-- start DATA IN THIS EXERCISE --

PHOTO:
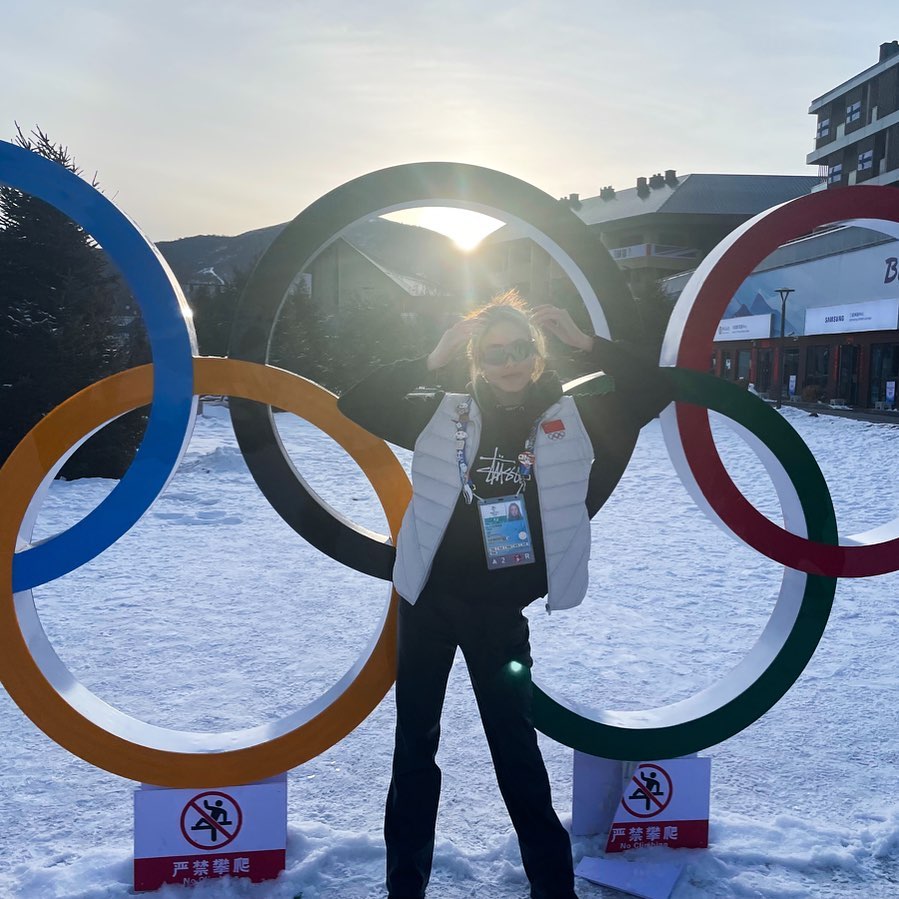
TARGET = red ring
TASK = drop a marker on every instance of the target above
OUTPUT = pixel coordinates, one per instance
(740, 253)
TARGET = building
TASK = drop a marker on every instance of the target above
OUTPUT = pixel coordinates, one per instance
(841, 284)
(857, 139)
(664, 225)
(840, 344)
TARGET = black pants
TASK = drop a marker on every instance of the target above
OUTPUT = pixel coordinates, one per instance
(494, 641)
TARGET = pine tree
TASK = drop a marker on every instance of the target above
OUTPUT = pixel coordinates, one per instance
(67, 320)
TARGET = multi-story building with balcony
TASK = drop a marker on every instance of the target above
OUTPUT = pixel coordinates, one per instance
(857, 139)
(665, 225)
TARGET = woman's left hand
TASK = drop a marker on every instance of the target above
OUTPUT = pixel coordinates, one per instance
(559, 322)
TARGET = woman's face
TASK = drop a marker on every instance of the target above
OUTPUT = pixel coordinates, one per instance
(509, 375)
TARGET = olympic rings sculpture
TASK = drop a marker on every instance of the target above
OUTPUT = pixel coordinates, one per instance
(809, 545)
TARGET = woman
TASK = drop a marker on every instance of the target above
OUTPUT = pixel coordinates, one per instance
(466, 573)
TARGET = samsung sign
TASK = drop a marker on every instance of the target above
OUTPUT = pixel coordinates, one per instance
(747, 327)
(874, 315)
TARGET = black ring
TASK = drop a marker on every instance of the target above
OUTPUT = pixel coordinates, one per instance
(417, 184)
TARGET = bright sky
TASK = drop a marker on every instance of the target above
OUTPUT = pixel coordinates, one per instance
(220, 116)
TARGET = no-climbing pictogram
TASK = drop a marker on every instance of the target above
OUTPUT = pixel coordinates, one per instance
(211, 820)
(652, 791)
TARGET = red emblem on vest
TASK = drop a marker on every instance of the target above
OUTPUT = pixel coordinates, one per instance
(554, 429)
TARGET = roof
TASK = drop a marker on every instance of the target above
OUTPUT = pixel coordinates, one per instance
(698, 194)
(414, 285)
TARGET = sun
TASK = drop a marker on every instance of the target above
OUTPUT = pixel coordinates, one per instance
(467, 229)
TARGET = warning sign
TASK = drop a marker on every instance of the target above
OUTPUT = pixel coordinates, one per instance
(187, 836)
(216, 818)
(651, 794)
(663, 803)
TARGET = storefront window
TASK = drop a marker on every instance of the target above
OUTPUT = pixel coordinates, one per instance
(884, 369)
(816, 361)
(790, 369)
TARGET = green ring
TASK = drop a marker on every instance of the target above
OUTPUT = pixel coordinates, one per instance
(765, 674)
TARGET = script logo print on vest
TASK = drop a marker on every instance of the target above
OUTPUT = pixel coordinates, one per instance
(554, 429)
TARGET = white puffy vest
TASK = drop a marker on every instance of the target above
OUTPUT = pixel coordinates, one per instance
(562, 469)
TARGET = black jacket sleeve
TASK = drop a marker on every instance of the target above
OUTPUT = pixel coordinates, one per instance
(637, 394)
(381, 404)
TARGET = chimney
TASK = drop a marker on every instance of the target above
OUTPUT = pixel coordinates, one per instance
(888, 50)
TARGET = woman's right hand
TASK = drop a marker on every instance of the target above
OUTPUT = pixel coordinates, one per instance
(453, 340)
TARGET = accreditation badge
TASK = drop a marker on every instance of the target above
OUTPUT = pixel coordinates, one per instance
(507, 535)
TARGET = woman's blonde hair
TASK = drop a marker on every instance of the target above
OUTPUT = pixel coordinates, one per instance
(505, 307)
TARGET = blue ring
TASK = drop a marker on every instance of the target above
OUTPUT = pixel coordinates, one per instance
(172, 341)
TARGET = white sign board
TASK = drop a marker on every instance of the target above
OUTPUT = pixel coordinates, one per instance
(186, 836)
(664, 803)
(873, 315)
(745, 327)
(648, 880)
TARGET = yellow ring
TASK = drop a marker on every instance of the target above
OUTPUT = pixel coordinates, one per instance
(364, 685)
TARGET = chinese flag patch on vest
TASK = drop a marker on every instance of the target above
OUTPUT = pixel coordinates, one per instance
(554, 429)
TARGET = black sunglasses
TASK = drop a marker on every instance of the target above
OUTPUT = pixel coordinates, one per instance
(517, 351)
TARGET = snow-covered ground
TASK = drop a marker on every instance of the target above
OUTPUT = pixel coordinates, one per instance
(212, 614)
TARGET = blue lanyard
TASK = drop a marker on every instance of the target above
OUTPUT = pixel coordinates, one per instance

-- end DATA IN THIS EXERCISE --

## PROBLEM STATEMENT
Reproduce each record above by retyping it exactly; omit all images.

## EXERCISE ANSWER
PHOTO:
TARGET = red ring
TASK = drop a marker on every instance of the target above
OUTPUT = pixel coordinates, one per instance
(740, 253)
TARGET = building
TASK = drop a marker on every instance of the target above
OUTPUT = pixel coordinates, one per instance
(841, 284)
(857, 139)
(664, 225)
(840, 344)
TARGET = black pants
TASK = drop a marker on every instance of the target above
OUTPUT = pixel coordinates, one per instance
(494, 641)
TARGET = pine tree
TASK = drop a marker on every instance of the target above
OUTPUT = pixel coordinates, one per instance
(67, 320)
TARGET = multi-story building with balcony
TASK = drop a marker on every instance of the target above
OUTPUT = pixel coordinates, one per instance
(857, 139)
(665, 225)
TARGET = woman's left hand
TASK = drop a marker on every instance of the target above
OUTPUT = pixel coordinates, one per instance
(559, 322)
TARGET = woman's face
TASK = drop a marker on every instance of the target above
OUTPUT = pixel coordinates, one per instance
(509, 375)
TARGET = olympic rings sculpture
TASK = drop a marker on every instance of the target above
OUTPUT = pixel coordinates, one per instance
(809, 545)
TARGET = woman
TASK = drop a marker on every instance of the target above
OUTPUT = pixel coordinates, one per instance
(466, 573)
TARGET = samsung sign
TASK = drop a marker on every instance of the target above
OUTPUT = pixel coordinates, one per instance
(747, 327)
(874, 315)
TARGET = black ring
TASK = drop a marker on every instance of the target above
OUTPUT = pixel coordinates, one per instance
(417, 184)
TARGET = bright sky
TASK = drop a marker on every instance of the target above
OUTPUT = pixel coordinates, one per instance
(220, 116)
TARGET = no-climbing pictogram
TASK = drop a marker on every instance of the target above
OUTPUT = pixel coordinates, one per instance
(211, 820)
(652, 791)
TARGET = red emblem on vest
TASK = drop a marker on every instance of the target above
OUTPUT = pixel coordinates, one per instance
(554, 429)
TARGET = roof
TASK = drop a marker on every instance of the target above
OUTPUT = pixel coordinates, one per instance
(698, 194)
(414, 285)
TARGET = sun
TASK = drop a marker on every instance of the target above
OUTPUT = pixel coordinates, one per instance
(467, 229)
TARGET = warning sign
TASK = drop a marker on every instance of the target above
OUTPUT = pixel coordinates, one per instance
(187, 836)
(216, 818)
(651, 794)
(663, 803)
TARGET = storefront window
TASK = drop a marker on every instance of the target above
OUTPUT = pixel coordinates, one per instance
(884, 369)
(816, 361)
(790, 369)
TARGET = green ring
TASK = drop a marker on every instance of the target above
OUTPUT = pixel coordinates, one per instance
(765, 674)
TARGET = script logo print on vest
TASK = drop a marker on every instance of the target above
OUTPUT = pixel coordinates, one per instance
(554, 429)
TARGET = white puffy vest
TASK = drop a marker on every instance of the target above
OUTPUT = pixel coordinates, one per instance
(562, 469)
TARGET = black jacket sleeve
TASK = drop a marker on every instance of the target above
OUTPUT = pixel coordinates, one per instance
(637, 394)
(381, 404)
TARGET = chimney
TASK = drop a marker on every instance of the target above
OUTPUT = pixel coordinates, one per instance
(888, 50)
TARGET = woman's right hand
TASK = drop a marker on every instance of the target above
OUTPUT = pixel coordinates, one per instance
(453, 340)
TARGET = accreditation badge
TASK = drop a marker on every instance of the target above
OUTPUT = pixel coordinates, one per instance
(507, 535)
TARGET = woman's blonde hair
TASK = drop a marker on every instance of the target above
OUTPUT = pixel coordinates, one per instance
(505, 307)
TARGET = blue ring
TASK = drop a marker on every instance of the target above
OUTPUT = pixel coordinates, one per instance
(172, 341)
TARGET = white sign board
TASK = drop a marker on every instance of the target above
OUTPUT = pixel coordinates, one per instance
(186, 836)
(664, 803)
(873, 315)
(745, 327)
(648, 880)
TARGET = yellow ring
TASK = drop a marker on every instance of the target above
OUTPUT = pixel coordinates, one per instance
(364, 685)
TARGET = chinese flag patch on vest
TASK = drop a marker on every instance of the target above
OUTPUT = pixel coordinates, one per instance
(554, 429)
TARGET = black sunglasses
TASK = drop a marker on every instance of the target above
OUTPUT = pixel coordinates, one per instance
(517, 351)
TARGET = snow-covered ground
TASK = drop a marker on every instance of the target above
OUTPUT = pixel coordinates, one per instance
(212, 614)
TARGET = blue lanyard
TASK = drop a marker on every instance of the target above
OUTPUT = pixel coordinates, one per instance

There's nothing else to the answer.